* start Provided records *

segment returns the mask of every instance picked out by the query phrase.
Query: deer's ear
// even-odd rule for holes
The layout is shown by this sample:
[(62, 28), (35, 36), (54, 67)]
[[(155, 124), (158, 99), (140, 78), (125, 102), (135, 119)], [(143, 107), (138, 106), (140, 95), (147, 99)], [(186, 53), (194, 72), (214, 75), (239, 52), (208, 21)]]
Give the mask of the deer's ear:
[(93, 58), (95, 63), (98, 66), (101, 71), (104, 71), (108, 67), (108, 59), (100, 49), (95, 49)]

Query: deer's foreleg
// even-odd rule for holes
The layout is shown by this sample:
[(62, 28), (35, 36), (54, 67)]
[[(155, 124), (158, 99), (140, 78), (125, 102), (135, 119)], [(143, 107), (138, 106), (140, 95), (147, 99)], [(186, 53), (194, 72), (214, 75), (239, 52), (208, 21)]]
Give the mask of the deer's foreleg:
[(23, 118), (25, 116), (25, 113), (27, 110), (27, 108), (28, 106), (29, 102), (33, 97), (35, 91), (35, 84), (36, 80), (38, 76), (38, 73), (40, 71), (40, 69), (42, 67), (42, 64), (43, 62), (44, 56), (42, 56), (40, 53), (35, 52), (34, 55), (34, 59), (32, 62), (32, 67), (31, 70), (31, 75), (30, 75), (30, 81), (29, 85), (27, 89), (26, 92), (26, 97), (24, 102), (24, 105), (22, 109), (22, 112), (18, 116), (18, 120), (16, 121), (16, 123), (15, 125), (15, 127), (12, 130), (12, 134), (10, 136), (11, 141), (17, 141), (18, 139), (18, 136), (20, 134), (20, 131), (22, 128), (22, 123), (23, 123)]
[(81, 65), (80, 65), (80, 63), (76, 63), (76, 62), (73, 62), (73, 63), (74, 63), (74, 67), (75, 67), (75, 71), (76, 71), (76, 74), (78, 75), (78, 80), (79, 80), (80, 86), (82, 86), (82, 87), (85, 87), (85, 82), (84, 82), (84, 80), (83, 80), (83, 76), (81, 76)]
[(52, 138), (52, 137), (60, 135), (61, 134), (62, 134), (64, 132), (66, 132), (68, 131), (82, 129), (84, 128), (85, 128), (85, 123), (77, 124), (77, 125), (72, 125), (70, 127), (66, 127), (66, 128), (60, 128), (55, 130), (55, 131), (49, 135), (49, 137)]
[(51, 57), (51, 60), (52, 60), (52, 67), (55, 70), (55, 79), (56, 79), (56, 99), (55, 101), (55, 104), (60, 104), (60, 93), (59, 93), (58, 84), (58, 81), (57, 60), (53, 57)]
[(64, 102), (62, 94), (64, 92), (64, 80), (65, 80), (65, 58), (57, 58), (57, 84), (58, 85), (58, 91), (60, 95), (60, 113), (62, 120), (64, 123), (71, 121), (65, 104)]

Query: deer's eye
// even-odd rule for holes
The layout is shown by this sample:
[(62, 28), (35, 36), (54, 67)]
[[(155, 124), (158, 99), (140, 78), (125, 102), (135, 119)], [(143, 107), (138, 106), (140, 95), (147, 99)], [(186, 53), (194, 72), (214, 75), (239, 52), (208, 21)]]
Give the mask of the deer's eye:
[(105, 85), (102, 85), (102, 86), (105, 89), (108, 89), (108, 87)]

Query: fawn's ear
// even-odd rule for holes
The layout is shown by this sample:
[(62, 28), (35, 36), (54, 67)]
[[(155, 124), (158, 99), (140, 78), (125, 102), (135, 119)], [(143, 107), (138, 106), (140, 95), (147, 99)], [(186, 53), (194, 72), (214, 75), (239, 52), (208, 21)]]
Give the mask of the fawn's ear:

* end Provided records *

Write out every line above as a JSON list of strings, one string for each line, leaving out blank lines.

→ Solution to this problem
[
  "segment returns the mask of every instance picked out by the query phrase.",
  "Query: deer's ear",
  "// even-odd rule for holes",
  "The layout is shown by this sample:",
  "[(62, 28), (35, 36), (54, 67)]",
  "[[(155, 124), (158, 99), (140, 78), (125, 102), (135, 119)], [(143, 107), (138, 106), (140, 95), (147, 99)], [(186, 53), (194, 72), (214, 75), (239, 52), (208, 21)]]",
  "Give the mask of the deer's ear:",
  "[(93, 58), (95, 63), (98, 66), (101, 71), (104, 71), (108, 67), (108, 59), (100, 49), (95, 49)]",
  "Query: deer's foreleg",
  "// even-odd rule for holes",
  "The layout is shown by this sample:",
  "[(62, 28), (35, 36), (54, 67)]",
  "[[(155, 124), (158, 99), (140, 78), (125, 102), (135, 119)], [(143, 107), (138, 106), (140, 95), (147, 99)], [(186, 53), (194, 72), (214, 75), (239, 52), (208, 21)]]",
  "Give the mask of the deer's foreleg:",
  "[(23, 118), (25, 116), (25, 113), (27, 110), (27, 108), (28, 106), (29, 102), (33, 97), (35, 91), (35, 84), (36, 80), (38, 76), (38, 73), (40, 71), (40, 69), (42, 67), (42, 64), (43, 62), (44, 56), (42, 56), (40, 53), (35, 52), (34, 55), (34, 59), (32, 62), (32, 67), (31, 70), (31, 75), (30, 75), (30, 81), (29, 85), (27, 89), (26, 92), (26, 97), (24, 102), (24, 105), (22, 109), (22, 112), (18, 116), (18, 120), (16, 121), (16, 123), (15, 125), (15, 127), (12, 130), (12, 134), (10, 136), (11, 141), (17, 141), (18, 139), (18, 136), (20, 134), (20, 131), (22, 128), (22, 123), (23, 123)]",
  "[(81, 65), (80, 65), (80, 63), (76, 63), (76, 62), (73, 62), (73, 63), (74, 63), (74, 67), (75, 67), (75, 71), (76, 71), (76, 74), (78, 75), (78, 80), (79, 80), (80, 86), (82, 86), (82, 87), (85, 87), (85, 82), (84, 82), (84, 80), (83, 80), (83, 76), (81, 76)]",
  "[(52, 138), (52, 137), (60, 135), (61, 134), (62, 134), (64, 132), (66, 132), (68, 131), (82, 129), (84, 128), (85, 128), (85, 123), (77, 124), (77, 125), (72, 125), (70, 127), (66, 127), (66, 128), (60, 128), (55, 130), (55, 131), (49, 135), (49, 137)]",
  "[(51, 57), (51, 60), (52, 60), (52, 67), (55, 70), (55, 79), (56, 79), (56, 99), (55, 101), (55, 104), (60, 104), (60, 93), (59, 93), (58, 84), (58, 81), (57, 60), (53, 57)]",
  "[(64, 102), (62, 94), (64, 92), (64, 80), (65, 80), (65, 58), (57, 58), (57, 84), (58, 85), (58, 91), (60, 95), (60, 113), (62, 120), (64, 123), (71, 121), (65, 104)]",
  "Query: deer's eye",
  "// even-odd rule for holes",
  "The layout is shown by this sample:",
  "[(62, 28), (35, 36), (54, 67)]",
  "[[(155, 124), (158, 99), (140, 78), (125, 102), (135, 119)], [(143, 107), (138, 106), (140, 95), (147, 99)], [(186, 53), (194, 72), (214, 75), (239, 52), (208, 21)]]",
  "Give the mask of the deer's eye:",
  "[(105, 85), (102, 85), (102, 86), (105, 89), (108, 89), (108, 87)]",
  "Query: fawn's ear",
  "// even-odd rule for holes",
  "The layout is shown by this sample:",
  "[(62, 28), (35, 36), (54, 67)]",
  "[[(155, 124), (158, 99), (140, 78), (125, 102), (135, 119)], [(143, 107), (138, 106), (140, 95), (147, 99)], [(186, 53), (194, 72), (214, 75), (239, 52), (208, 21)]]",
  "Give the mask of the fawn's ear:"
]